<<<<

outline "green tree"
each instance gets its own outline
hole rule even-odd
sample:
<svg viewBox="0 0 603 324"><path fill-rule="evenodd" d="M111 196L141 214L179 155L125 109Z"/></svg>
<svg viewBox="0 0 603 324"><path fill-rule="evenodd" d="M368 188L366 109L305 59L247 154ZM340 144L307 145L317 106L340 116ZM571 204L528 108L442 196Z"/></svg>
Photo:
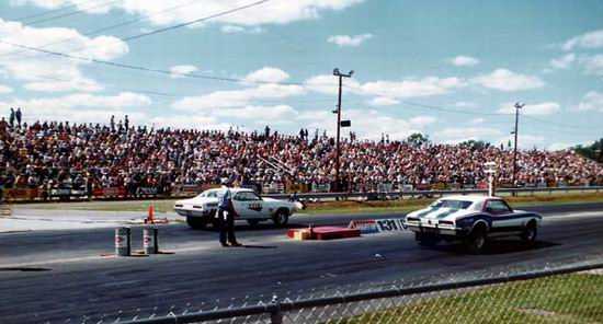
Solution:
<svg viewBox="0 0 603 324"><path fill-rule="evenodd" d="M603 138L594 141L592 144L583 147L576 146L572 148L578 154L594 160L599 163L603 163Z"/></svg>

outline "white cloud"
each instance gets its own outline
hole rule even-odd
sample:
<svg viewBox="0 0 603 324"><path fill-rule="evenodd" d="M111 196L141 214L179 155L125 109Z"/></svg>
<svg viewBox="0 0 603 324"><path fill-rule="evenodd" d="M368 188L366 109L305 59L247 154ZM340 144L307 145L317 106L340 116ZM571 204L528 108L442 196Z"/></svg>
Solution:
<svg viewBox="0 0 603 324"><path fill-rule="evenodd" d="M247 82L282 82L288 77L283 70L266 67L249 73L244 80ZM172 107L191 112L197 109L240 108L251 105L251 103L258 100L282 100L304 93L306 93L306 90L300 85L266 83L254 88L223 90L200 96L183 97L174 102Z"/></svg>
<svg viewBox="0 0 603 324"><path fill-rule="evenodd" d="M602 48L603 47L603 30L589 32L568 39L562 48L565 50L572 50L574 48Z"/></svg>
<svg viewBox="0 0 603 324"><path fill-rule="evenodd" d="M603 76L603 55L585 56L580 58L580 63L587 74Z"/></svg>
<svg viewBox="0 0 603 324"><path fill-rule="evenodd" d="M338 82L339 81L334 76L322 74L309 78L304 82L304 85L308 90L315 92L335 95L339 89ZM352 92L356 94L362 92L362 90L360 90L360 82L356 81L354 78L344 79L343 83L345 86L345 92Z"/></svg>
<svg viewBox="0 0 603 324"><path fill-rule="evenodd" d="M409 123L418 128L423 128L428 125L435 123L436 118L432 116L417 116L410 118Z"/></svg>
<svg viewBox="0 0 603 324"><path fill-rule="evenodd" d="M0 93L1 94L11 93L11 92L12 92L12 88L0 84Z"/></svg>
<svg viewBox="0 0 603 324"><path fill-rule="evenodd" d="M47 49L70 53L89 59L112 60L128 53L128 46L115 37L90 38L71 28L34 28L2 19L0 19L0 39L31 47L54 44ZM82 74L80 67L89 63L88 60L66 59L0 43L0 68L5 70L9 78L26 82L25 88L32 91L102 90L102 85L96 81Z"/></svg>
<svg viewBox="0 0 603 324"><path fill-rule="evenodd" d="M340 11L351 5L361 3L363 0L297 0L297 1L271 1L264 4L248 8L231 14L213 19L208 23L221 23L228 25L261 25L261 24L287 24L303 20L319 19L321 13ZM81 0L16 0L18 4L32 3L44 8L58 8L71 3L84 3L80 9L89 13L96 13L90 9L87 1ZM204 0L182 5L177 9L173 0L127 0L116 1L111 5L98 9L98 12L118 8L132 14L139 14L148 19L155 25L169 25L197 20L202 16L209 16L219 12L232 10L248 4L241 0ZM102 11L101 11L102 9ZM157 14L157 12L170 10L170 14ZM195 24L192 27L203 26Z"/></svg>
<svg viewBox="0 0 603 324"><path fill-rule="evenodd" d="M316 76L304 83L311 91L332 94L338 93L338 79L333 76ZM394 104L392 101L407 97L422 97L441 95L463 88L466 82L458 78L426 77L420 80L408 79L402 81L371 81L360 83L357 80L344 79L343 86L346 93L377 96L371 101L372 105Z"/></svg>
<svg viewBox="0 0 603 324"><path fill-rule="evenodd" d="M603 113L603 93L596 91L588 92L584 97L582 97L582 102L578 104L577 109L582 112L593 111Z"/></svg>
<svg viewBox="0 0 603 324"><path fill-rule="evenodd" d="M198 71L198 68L195 66L173 66L170 68L170 72L172 73L170 78L178 79L178 78L184 78L186 74L193 73Z"/></svg>
<svg viewBox="0 0 603 324"><path fill-rule="evenodd" d="M479 59L470 56L459 55L451 59L451 63L456 67L474 67L479 63Z"/></svg>
<svg viewBox="0 0 603 324"><path fill-rule="evenodd" d="M327 38L327 42L335 44L340 47L357 47L365 40L373 38L373 34L361 34L361 35L333 35Z"/></svg>
<svg viewBox="0 0 603 324"><path fill-rule="evenodd" d="M522 115L528 116L544 116L559 112L561 106L556 102L544 102L539 104L526 104L522 109ZM501 114L515 114L514 103L504 103L500 105L498 113Z"/></svg>
<svg viewBox="0 0 603 324"><path fill-rule="evenodd" d="M459 108L475 108L477 107L477 105L475 103L471 103L471 102L456 102L454 104L455 107L459 107Z"/></svg>
<svg viewBox="0 0 603 324"><path fill-rule="evenodd" d="M560 58L554 58L550 60L550 66L555 69L561 69L566 70L568 69L572 62L576 61L576 54L570 53L566 54Z"/></svg>
<svg viewBox="0 0 603 324"><path fill-rule="evenodd" d="M264 67L260 70L253 71L247 77L244 81L247 82L283 82L289 78L289 74L281 69Z"/></svg>
<svg viewBox="0 0 603 324"><path fill-rule="evenodd" d="M481 86L504 92L538 89L545 82L538 77L515 73L507 69L497 69L489 74L482 74L471 80Z"/></svg>
<svg viewBox="0 0 603 324"><path fill-rule="evenodd" d="M421 80L366 82L362 84L362 91L365 94L403 99L446 94L463 86L465 82L458 78L426 77Z"/></svg>
<svg viewBox="0 0 603 324"><path fill-rule="evenodd" d="M282 121L291 121L297 115L298 112L288 105L275 105L275 106L254 106L249 105L240 108L224 108L215 109L214 116L227 117L228 119L249 119L254 124L282 124Z"/></svg>
<svg viewBox="0 0 603 324"><path fill-rule="evenodd" d="M387 96L376 96L368 102L372 106L392 106L399 103L399 101Z"/></svg>
<svg viewBox="0 0 603 324"><path fill-rule="evenodd" d="M474 119L469 120L469 124L479 125L479 124L483 124L483 121L486 121L486 119L478 117L478 118L474 118Z"/></svg>

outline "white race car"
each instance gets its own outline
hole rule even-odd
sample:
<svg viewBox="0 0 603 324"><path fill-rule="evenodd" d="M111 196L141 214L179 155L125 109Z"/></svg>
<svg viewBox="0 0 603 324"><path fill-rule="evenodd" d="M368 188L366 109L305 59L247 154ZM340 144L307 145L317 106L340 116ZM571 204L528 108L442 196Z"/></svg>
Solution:
<svg viewBox="0 0 603 324"><path fill-rule="evenodd" d="M174 211L186 217L186 223L193 229L203 229L215 224L218 197L223 188L208 189L191 199L178 200ZM270 220L276 225L285 225L289 216L304 208L299 201L278 200L258 196L252 189L230 188L232 205L237 216L235 220L247 220L250 225Z"/></svg>
<svg viewBox="0 0 603 324"><path fill-rule="evenodd" d="M497 236L520 236L533 244L543 217L513 210L499 197L451 196L407 215L405 224L421 245L463 240L469 252L480 253Z"/></svg>

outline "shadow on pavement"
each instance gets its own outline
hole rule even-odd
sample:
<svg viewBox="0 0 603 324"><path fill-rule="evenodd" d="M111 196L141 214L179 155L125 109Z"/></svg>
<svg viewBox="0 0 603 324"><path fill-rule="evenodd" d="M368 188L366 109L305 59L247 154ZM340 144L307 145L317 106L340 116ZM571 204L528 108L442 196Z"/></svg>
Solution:
<svg viewBox="0 0 603 324"><path fill-rule="evenodd" d="M481 255L499 255L499 254L526 252L526 251L533 251L533 250L548 248L548 247L558 246L558 245L561 245L561 244L547 242L547 241L536 241L534 245L530 246L520 240L493 240L488 242L488 245L486 246ZM465 248L465 246L460 243L440 244L432 248L441 252L469 254Z"/></svg>

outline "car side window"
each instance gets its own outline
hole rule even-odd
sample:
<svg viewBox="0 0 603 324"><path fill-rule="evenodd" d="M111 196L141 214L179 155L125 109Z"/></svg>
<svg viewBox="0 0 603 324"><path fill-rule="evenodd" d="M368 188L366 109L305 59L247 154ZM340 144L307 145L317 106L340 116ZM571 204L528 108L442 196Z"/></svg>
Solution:
<svg viewBox="0 0 603 324"><path fill-rule="evenodd" d="M258 197L258 195L255 195L254 193L238 193L236 196L235 196L235 200L239 200L239 201L253 201L253 200L260 200L260 197Z"/></svg>
<svg viewBox="0 0 603 324"><path fill-rule="evenodd" d="M489 200L486 204L486 211L496 215L510 213L511 208L502 200Z"/></svg>

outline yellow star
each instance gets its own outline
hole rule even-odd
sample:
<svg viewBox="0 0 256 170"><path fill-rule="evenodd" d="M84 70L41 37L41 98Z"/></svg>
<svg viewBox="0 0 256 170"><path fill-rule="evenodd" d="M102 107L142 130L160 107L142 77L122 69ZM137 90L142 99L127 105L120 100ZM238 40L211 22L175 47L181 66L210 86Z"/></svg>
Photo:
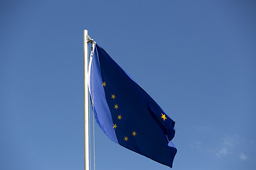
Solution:
<svg viewBox="0 0 256 170"><path fill-rule="evenodd" d="M129 139L128 139L128 137L124 137L124 140L125 140L126 142L127 142L128 140L129 140Z"/></svg>
<svg viewBox="0 0 256 170"><path fill-rule="evenodd" d="M165 115L164 115L163 113L162 114L162 116L161 118L162 118L164 119L164 121L167 119L166 117L165 117Z"/></svg>
<svg viewBox="0 0 256 170"><path fill-rule="evenodd" d="M106 81L102 82L102 86L103 86L104 87L105 87L106 85L107 85Z"/></svg>
<svg viewBox="0 0 256 170"><path fill-rule="evenodd" d="M114 99L114 98L115 98L114 94L112 94L111 96L112 96L111 98L112 98L113 99Z"/></svg>
<svg viewBox="0 0 256 170"><path fill-rule="evenodd" d="M121 119L122 119L121 115L117 115L117 116L118 116L118 118L118 118L119 120L121 120Z"/></svg>
<svg viewBox="0 0 256 170"><path fill-rule="evenodd" d="M114 105L114 108L115 108L115 109L117 109L118 108L119 108L119 107L118 107L117 104Z"/></svg>

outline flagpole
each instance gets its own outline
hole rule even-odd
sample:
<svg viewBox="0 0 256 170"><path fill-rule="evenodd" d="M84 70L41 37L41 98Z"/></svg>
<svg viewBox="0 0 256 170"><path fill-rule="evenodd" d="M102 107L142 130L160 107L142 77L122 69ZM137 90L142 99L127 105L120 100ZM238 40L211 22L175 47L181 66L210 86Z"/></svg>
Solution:
<svg viewBox="0 0 256 170"><path fill-rule="evenodd" d="M88 31L84 30L85 170L89 170Z"/></svg>

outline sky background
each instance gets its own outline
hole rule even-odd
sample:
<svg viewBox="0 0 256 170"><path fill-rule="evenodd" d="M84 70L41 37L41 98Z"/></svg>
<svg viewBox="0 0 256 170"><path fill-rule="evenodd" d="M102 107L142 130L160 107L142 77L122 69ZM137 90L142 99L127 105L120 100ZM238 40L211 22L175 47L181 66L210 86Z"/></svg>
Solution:
<svg viewBox="0 0 256 170"><path fill-rule="evenodd" d="M255 169L255 8L1 0L0 169L83 169L84 29L176 121L173 169ZM96 169L171 169L95 131Z"/></svg>

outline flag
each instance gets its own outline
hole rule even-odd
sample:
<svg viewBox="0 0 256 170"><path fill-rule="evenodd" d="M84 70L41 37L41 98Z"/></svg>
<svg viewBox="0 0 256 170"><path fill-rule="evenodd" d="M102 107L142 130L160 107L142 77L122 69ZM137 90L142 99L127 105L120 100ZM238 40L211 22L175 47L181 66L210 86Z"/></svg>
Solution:
<svg viewBox="0 0 256 170"><path fill-rule="evenodd" d="M97 44L89 74L95 117L107 137L172 167L175 122Z"/></svg>

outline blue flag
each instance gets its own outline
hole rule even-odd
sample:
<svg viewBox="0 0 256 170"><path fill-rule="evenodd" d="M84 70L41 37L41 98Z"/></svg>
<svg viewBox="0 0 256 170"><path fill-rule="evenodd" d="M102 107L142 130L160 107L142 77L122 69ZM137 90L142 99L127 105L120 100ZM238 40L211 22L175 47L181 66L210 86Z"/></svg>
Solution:
<svg viewBox="0 0 256 170"><path fill-rule="evenodd" d="M96 121L109 138L172 167L175 122L97 44L90 90Z"/></svg>

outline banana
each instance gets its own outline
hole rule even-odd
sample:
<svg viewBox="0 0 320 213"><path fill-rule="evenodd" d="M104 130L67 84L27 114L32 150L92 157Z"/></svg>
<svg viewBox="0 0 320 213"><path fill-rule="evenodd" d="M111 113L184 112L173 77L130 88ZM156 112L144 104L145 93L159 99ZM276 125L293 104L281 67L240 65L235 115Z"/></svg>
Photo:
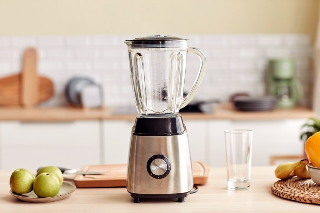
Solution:
<svg viewBox="0 0 320 213"><path fill-rule="evenodd" d="M294 175L298 176L302 179L309 179L310 178L309 171L307 168L306 165L309 163L308 160L303 160L304 162L300 166L298 166L294 170Z"/></svg>
<svg viewBox="0 0 320 213"><path fill-rule="evenodd" d="M294 170L299 166L304 164L304 161L308 160L302 160L296 162L288 162L279 166L276 169L274 174L277 178L281 180L288 179L292 178L294 174Z"/></svg>

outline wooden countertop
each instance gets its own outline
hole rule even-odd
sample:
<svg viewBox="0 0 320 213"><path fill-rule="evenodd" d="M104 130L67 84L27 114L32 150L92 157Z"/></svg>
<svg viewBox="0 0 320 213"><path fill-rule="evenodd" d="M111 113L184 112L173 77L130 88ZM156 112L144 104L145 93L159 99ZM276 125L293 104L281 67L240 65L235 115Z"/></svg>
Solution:
<svg viewBox="0 0 320 213"><path fill-rule="evenodd" d="M9 191L12 171L0 171L0 212L292 212L318 211L318 205L300 203L278 197L271 192L278 181L275 167L253 167L248 190L230 191L226 168L212 168L208 184L199 186L186 202L176 200L144 200L133 203L126 188L78 188L68 198L54 202L30 204L18 200Z"/></svg>
<svg viewBox="0 0 320 213"><path fill-rule="evenodd" d="M136 114L113 114L114 109L83 109L72 107L56 108L0 108L0 120L22 122L68 122L78 120L134 120ZM235 110L230 104L216 105L212 114L184 113L184 120L262 120L305 118L315 116L310 109L298 107L277 108L270 112L244 112Z"/></svg>

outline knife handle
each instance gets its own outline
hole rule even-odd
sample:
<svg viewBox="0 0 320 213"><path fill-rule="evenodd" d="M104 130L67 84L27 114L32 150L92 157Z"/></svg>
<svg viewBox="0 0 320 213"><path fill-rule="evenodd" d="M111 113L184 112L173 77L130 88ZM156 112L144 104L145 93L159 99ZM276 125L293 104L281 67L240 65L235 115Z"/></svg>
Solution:
<svg viewBox="0 0 320 213"><path fill-rule="evenodd" d="M40 170L41 170L42 168L43 168L43 167L40 167L39 168L38 168L38 170L36 170L36 172L38 172ZM70 168L63 168L62 167L58 167L58 168L59 168L59 170L61 170L61 172L62 172L62 174L64 174L64 172L66 171L68 171L68 170L70 170Z"/></svg>

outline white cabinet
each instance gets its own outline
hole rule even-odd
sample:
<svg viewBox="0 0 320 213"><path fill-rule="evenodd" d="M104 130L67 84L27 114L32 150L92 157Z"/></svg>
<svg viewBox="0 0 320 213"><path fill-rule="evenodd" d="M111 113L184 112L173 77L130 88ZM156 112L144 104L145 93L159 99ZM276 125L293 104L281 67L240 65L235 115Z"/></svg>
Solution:
<svg viewBox="0 0 320 213"><path fill-rule="evenodd" d="M104 164L128 164L131 131L134 122L107 120L103 122L103 144Z"/></svg>
<svg viewBox="0 0 320 213"><path fill-rule="evenodd" d="M2 169L100 164L100 122L0 122Z"/></svg>
<svg viewBox="0 0 320 213"><path fill-rule="evenodd" d="M226 166L224 130L254 130L252 165L272 156L301 155L304 119L264 120L184 120L192 160ZM127 164L134 120L0 122L0 169Z"/></svg>
<svg viewBox="0 0 320 213"><path fill-rule="evenodd" d="M184 120L193 162L208 162L210 154L208 148L208 122L204 120Z"/></svg>
<svg viewBox="0 0 320 213"><path fill-rule="evenodd" d="M210 124L209 164L226 166L226 130L254 131L252 166L268 166L274 155L302 155L304 144L300 140L304 119L262 121L212 120Z"/></svg>

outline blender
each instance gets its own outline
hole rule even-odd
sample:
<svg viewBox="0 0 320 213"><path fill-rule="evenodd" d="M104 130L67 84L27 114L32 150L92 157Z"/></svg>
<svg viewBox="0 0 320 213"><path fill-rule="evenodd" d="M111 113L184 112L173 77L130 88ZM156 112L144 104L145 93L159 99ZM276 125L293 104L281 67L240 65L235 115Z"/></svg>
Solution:
<svg viewBox="0 0 320 213"><path fill-rule="evenodd" d="M186 128L179 110L194 96L206 59L187 40L154 36L126 40L131 82L138 116L132 128L127 190L143 198L178 198L183 202L194 187ZM190 94L184 98L188 53L201 63Z"/></svg>

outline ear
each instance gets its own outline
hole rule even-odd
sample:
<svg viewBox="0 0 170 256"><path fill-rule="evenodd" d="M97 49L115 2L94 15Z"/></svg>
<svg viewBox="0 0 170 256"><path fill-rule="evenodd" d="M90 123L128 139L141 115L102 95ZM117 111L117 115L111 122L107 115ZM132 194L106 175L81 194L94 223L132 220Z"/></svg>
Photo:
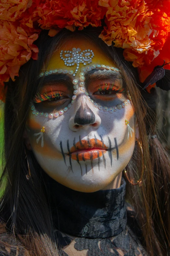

>>>>

Obiettivo dell'esercizio: Puoi riscrivere come elenco numerato la parte delle voci che va dall'inizio fino alla riga contenente "138L594 141L592 144L583", estremi inclusi, saltando le righe vuote e lasciando fuori le immagini?

Risposta al compito:
1. outline "green tree"
2. each instance gets its own outline
3. hole rule even-odd
4. sample:
5. <svg viewBox="0 0 603 324"><path fill-rule="evenodd" d="M111 196L141 214L179 155L125 109Z"/></svg>
6. <svg viewBox="0 0 603 324"><path fill-rule="evenodd" d="M368 188L366 109L305 59L247 154ZM340 144L307 145L317 106L340 116ZM571 204L528 108L442 196Z"/></svg>
7. Photo:
8. Solution:
9. <svg viewBox="0 0 603 324"><path fill-rule="evenodd" d="M603 138L594 141L592 144L583 147L576 146L572 148L578 154L594 160L599 163L603 163Z"/></svg>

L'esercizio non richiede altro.